- _EXERCISE OBJECTIVE_
List every line in the entries below that contains the word "forest", copying each line in full.

- _DATA ENTRIES_
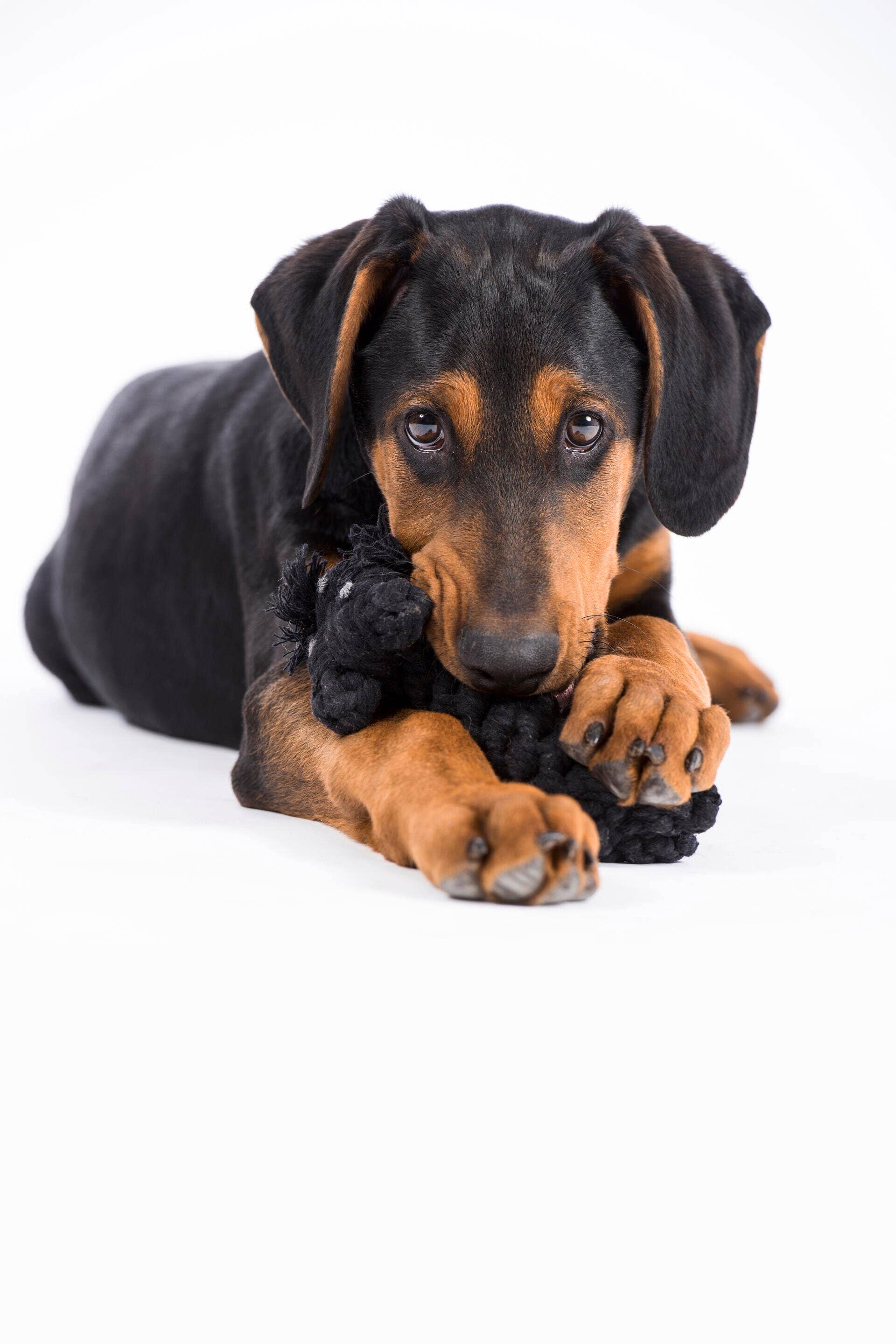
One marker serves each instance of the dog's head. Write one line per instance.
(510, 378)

* * *

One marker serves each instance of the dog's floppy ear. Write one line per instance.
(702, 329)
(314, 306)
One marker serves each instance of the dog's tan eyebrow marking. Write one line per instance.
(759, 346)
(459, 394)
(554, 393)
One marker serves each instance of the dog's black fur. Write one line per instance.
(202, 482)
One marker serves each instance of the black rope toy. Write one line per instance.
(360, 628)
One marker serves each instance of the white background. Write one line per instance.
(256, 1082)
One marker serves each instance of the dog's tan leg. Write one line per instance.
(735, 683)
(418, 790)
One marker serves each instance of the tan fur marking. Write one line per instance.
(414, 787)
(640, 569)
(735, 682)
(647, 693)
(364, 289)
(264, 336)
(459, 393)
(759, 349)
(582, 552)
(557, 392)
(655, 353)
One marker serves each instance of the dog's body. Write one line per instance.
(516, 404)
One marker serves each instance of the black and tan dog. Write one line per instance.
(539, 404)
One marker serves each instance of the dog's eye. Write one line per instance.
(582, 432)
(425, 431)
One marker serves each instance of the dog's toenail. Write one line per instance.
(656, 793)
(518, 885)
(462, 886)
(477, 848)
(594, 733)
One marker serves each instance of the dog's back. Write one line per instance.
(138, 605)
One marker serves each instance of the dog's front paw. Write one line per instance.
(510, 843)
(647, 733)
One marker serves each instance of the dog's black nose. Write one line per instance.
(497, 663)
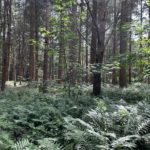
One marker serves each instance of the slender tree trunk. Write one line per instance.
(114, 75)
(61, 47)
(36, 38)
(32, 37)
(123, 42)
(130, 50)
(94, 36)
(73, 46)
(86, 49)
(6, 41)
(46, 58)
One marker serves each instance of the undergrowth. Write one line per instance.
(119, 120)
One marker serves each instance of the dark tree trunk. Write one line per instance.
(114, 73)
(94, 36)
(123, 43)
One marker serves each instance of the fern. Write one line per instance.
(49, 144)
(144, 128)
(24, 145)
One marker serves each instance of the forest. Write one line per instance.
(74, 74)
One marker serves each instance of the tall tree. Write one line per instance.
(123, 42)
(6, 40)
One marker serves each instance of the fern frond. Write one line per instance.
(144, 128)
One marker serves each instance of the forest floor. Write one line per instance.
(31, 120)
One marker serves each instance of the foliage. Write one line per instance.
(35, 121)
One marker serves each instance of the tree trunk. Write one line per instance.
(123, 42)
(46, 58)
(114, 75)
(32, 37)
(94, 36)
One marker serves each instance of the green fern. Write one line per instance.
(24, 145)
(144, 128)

- _COMPLETED TASK_
One marker serves each instance of the forest. Write one line per instance.
One marker serves each instance of the forest floor. Write one line per instance.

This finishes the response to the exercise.